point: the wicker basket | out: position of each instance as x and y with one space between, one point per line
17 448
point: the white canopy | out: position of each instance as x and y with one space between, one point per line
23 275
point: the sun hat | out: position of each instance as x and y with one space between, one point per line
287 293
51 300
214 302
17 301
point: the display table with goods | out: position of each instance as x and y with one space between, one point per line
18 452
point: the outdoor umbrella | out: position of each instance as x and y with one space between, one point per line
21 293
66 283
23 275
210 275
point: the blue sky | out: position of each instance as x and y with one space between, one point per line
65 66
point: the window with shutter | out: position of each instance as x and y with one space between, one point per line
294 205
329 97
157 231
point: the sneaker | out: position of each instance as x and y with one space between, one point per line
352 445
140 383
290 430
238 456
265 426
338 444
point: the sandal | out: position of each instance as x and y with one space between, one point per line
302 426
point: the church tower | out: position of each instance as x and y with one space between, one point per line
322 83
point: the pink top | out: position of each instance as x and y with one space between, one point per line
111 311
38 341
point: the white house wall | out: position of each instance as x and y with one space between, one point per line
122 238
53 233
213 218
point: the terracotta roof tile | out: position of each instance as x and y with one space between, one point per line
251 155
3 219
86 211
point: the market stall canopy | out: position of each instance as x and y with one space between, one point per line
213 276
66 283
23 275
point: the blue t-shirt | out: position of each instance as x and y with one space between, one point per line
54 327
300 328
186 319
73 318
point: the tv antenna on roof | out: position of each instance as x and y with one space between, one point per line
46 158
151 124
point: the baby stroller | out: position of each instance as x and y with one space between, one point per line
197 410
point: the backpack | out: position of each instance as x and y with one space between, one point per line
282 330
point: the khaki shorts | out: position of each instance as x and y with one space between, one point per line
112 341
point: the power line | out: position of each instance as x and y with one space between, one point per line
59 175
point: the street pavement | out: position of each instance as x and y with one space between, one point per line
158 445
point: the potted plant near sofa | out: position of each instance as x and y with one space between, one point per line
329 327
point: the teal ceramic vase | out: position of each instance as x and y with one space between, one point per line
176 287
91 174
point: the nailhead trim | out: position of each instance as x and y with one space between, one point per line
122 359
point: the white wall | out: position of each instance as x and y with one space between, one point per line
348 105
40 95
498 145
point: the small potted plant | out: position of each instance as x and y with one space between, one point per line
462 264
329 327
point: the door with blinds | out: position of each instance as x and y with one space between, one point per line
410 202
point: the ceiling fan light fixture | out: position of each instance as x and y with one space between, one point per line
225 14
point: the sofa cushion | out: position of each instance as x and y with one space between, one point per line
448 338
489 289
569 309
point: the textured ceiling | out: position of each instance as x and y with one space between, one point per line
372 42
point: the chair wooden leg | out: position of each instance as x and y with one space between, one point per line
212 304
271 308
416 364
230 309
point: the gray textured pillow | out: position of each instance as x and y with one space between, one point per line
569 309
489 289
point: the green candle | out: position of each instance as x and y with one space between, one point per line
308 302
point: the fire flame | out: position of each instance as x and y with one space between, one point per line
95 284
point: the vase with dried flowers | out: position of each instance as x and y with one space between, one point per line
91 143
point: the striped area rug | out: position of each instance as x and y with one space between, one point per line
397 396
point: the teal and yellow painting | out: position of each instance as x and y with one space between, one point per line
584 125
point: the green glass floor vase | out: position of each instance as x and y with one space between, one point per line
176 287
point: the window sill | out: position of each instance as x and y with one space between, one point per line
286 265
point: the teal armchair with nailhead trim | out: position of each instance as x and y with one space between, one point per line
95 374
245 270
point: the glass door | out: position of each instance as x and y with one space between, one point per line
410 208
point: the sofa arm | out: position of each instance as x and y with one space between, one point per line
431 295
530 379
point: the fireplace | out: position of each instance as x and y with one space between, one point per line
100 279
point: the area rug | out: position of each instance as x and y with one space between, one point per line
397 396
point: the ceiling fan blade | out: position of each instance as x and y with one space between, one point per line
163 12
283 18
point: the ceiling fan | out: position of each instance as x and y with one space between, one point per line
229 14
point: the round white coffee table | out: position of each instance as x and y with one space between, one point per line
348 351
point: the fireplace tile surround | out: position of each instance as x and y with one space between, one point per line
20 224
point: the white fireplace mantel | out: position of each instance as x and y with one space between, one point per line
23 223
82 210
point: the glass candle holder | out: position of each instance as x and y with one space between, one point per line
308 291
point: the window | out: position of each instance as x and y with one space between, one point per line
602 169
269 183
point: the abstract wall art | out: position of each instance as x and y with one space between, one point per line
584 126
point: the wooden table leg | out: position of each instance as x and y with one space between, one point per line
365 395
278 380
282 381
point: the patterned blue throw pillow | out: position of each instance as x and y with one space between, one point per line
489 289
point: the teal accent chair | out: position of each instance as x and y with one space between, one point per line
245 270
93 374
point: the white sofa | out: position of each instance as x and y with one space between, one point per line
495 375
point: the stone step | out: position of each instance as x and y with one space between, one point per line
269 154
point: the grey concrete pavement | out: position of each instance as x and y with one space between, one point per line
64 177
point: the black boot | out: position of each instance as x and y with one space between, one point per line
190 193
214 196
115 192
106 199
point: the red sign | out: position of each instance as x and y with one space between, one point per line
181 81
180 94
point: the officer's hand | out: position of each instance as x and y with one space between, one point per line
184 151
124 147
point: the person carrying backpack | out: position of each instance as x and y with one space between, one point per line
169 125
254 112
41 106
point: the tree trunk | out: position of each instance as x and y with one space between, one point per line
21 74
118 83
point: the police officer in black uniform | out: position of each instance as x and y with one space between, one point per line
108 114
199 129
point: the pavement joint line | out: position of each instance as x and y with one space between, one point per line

====================

[What you are asked to do] Extract each entry in full and write it down exactly.

[Exercise solution]
point: the wicker basket | out: position of each instance as x and y with one space between, one point per line
17 448
point: the white canopy | out: position of each instance as x and y with one space between, one point per line
23 275
point: the sun hat | out: position of each instance as x and y with one space between, one point per line
287 293
51 300
214 302
17 301
point: the display table with goods | out: position of each instance as x and y with one space between, one point per line
18 452
point: the outdoor umbrella | out: position of each instance as x and y with one space between, one point per line
21 293
66 283
23 275
210 275
point: the blue sky | out: position of each instance as x and y with one space between, one point per line
65 66
point: the window with shutter | out: position of each instance as x and y with one space between, one point per line
294 205
329 97
157 231
point: the sneaker | out: position of each instance as x and y with one space between, one point per line
352 445
140 383
290 430
238 456
265 426
338 444
point: the sandal | out: position of each instance as x and y with one space between, one point per line
302 426
point: the church tower | out: position of each instance as x and y with one space between, one point per line
322 83
point: the pink top | out: position of each instance as x and y with one space between, one point per line
111 311
38 341
point: the white house wall | out: position of each instance as x and y with one space between, one point per line
122 238
53 233
213 218
point: the terracotta roof tile | out: position of each instance as x and y with one space between, one point per line
251 155
3 219
86 211
point: the market stall canopy | out: position of each instance as x and y with one space between, one point per line
213 276
66 283
23 275
point: the blue t-shirt | out: position of each instance as x and y with one space between, one point per line
54 327
300 328
186 319
73 318
point: the tv antenna on roof | out: position of each instance as x and y with one space between, one point per line
46 158
151 124
point: the baby stroller | out: position of each instance as x and y with one space between, one point per line
197 410
point: the backpack | out: position of each instance as x and y with one space between, one point per line
282 330
point: the khaki shorts | out: position of each instance as x and y with one space between, one point per line
112 341
point: the power line | out: position of each instance as x and y with one space between, one point per line
59 175
point: the street pavement | out: position of each instance as x and y with one space between, one point per line
158 445
point: the potted plant near sofa | out: position of each instance as x and y with one space between, one point per line
329 327
point: the teal ceramic vase | out: position of each instance as x and y with one space between, one point per line
176 287
91 174
point: the nailhead trim | out: position of each instance as x and y with one space between, one point per line
122 359
point: the white wall | out: position of each instance as x and y with one space between, one point per line
348 105
40 95
498 145
point: the small potted plant | out: position of each instance as x and y with one space between, one point per line
462 264
329 327
point: the door with blinds | out: position of each instance as x and y with one space between, one point per line
410 202
point: the ceiling fan light fixture | out: position of each instance as x and y with one space between, one point per line
225 14
point: the sofa cushion | out: position of each instance as x and y with one space between, one point per line
448 338
489 289
569 309
point: the textured ceiling | out: position of each instance as x and y with one space between, one point per line
372 42
point: the chair wooden leg | out: position of each instance as x and y with one space between, one point per line
212 304
271 308
416 364
230 309
point: the gray textured pillow | out: position of each instance as x and y with one space between, one point per line
569 309
489 289
point: the green candle | out: position of each instance as x and y with one space between, one point per line
308 302
point: the fire flame | out: position of each instance as x and y with one space between, one point per line
95 284
point: the vase with dried flowers | out: position of each instance as x and y with one space between, one point per line
91 143
point: the striped area rug | out: position of each instance as x and y with one space between, one point per line
397 396
point: the teal and yellow painting | out: position of each instance as x and y with one space between, one point per line
584 125
point: the green glass floor vase | out: position of each instance as x and y with one space between, one point per line
176 287
point: the window sill | out: position of each instance as x and y with one space between, one point per line
286 265
point: the teal armchair with nailhead trim | out: position of each instance as x and y with one space between, one point per line
95 374
245 270
point: the glass door | out: position of each instance as x and y with one space between, one point per line
410 208
point: the sofa arm | out: position of each instance as x and y with one space between, one point per line
431 295
530 379
point: the fireplace | out: position of each instance as x and y with one space between, one point per line
100 279
point: the area rug | out: position of each instance as x and y with one space between, one point per line
397 396
point: the ceiling fan blade | out: position of each instance as x and y with one space between, one point per line
163 12
283 18
point: the ceiling fan | out: position of each instance as x and y with one space between, one point per line
229 14
point: the round white coffee table | out: position of each instance as x and y with one space between, one point per line
348 351
point: the fireplace tile surround | out: position of each instance as x and y with one space between, one point per line
20 224
point: the white fireplace mantel | out: position of each instance as x and y with one space between, one point per line
23 223
82 210
point: the glass candle holder | out: position of each instance as x and y with one space between, one point per line
308 291
point: the window | out: position of each instance as x and y with one space between, one point per line
602 169
269 183
point: the abstract wall art | out: position of each instance as x and y with one space between, one point per line
584 126
point: the wooden table leg | out: position of each instance as x and y with one space between, one point per line
365 395
278 380
282 381
point: the patterned blue throw pillow | out: position of each instance as x and y with one space between, one point per line
489 289
point: the teal accent chair | out: position of each instance as x and y with one space between, one point per line
245 270
93 374
point: the white sofa | out: position of each instance as x and y with one space between, one point per line
495 375
point: the stone step | out: position of each instance as x and y with one space between, one point per line
269 154
point: the grey concrete pavement | out: position of each instance as x and y with one space between, one point per line
64 177
point: the black boot | out: position of each instance as x and y with one space between, one point per line
190 193
214 196
115 192
106 199
point: the red sign | out: position of each instance as x and y with one space between, one point per line
181 81
180 94
point: the officer's hand | out: position of each instance as x and y with one space between, one point per line
184 151
124 147
point: the person carrying backpack | out: position of each instance as x and y with one space between, one point per line
169 125
254 112
41 106
point: the tree trunk | out: position of each instance as x and y with one space between, one point per line
21 74
118 83
point: the police officer in black uniform | out: position of each instance as x and y with one space between, one point per line
108 114
199 129
point: the pavement joint line | out: position of each instance as x and y with one space between, one point per line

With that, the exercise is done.